Material supplied:
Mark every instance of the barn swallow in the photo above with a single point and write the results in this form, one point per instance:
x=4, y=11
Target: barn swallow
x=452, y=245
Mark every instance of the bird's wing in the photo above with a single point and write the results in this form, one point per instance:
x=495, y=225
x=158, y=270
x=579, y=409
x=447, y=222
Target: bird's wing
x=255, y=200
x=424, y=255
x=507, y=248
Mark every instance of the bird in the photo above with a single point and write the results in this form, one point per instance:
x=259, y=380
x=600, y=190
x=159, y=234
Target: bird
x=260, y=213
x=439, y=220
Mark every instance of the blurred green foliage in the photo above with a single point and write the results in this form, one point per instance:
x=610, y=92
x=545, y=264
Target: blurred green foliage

Your objective: Reproduce every one of the records above word for word, preserving each line and its order from the first record through the last.

Worked solution:
Mark every instance of the barn swallow in the photo above with a single point and write the results in this form, one point per instance:
x=4, y=11
Target: barn swallow
x=452, y=245
Mark every instance of the bird's wing in the photo above with a single point and write the results in this form, one point per instance:
x=495, y=225
x=158, y=270
x=579, y=409
x=447, y=222
Target: bird's wing
x=255, y=200
x=424, y=255
x=507, y=248
Mark every instance of the bird in the photo above with a single point and write the results in this form, one point per instance:
x=259, y=380
x=600, y=190
x=159, y=234
Target: bird
x=260, y=213
x=439, y=220
Mark every instance of the blurred green foliage in the photo above with a single point and write the results in this form, one point per instance:
x=610, y=92
x=545, y=264
Target: blurred green foliage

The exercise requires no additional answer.